**INSTRUCTIONS FOR THE TASK**
Go over the data and copy out each line with "target" in it.

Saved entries
========

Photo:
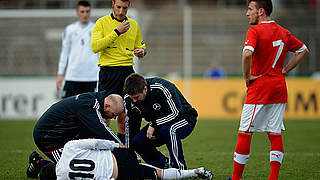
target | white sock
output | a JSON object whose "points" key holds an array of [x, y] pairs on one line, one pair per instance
{"points": [[173, 173]]}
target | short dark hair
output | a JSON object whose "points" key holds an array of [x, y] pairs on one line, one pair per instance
{"points": [[134, 84], [122, 0], [48, 172], [265, 4], [83, 3]]}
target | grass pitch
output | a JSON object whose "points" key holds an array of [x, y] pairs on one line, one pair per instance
{"points": [[211, 145]]}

========

**TASK RESPONSE**
target | white sock
target | short dark hair
target | grass pitch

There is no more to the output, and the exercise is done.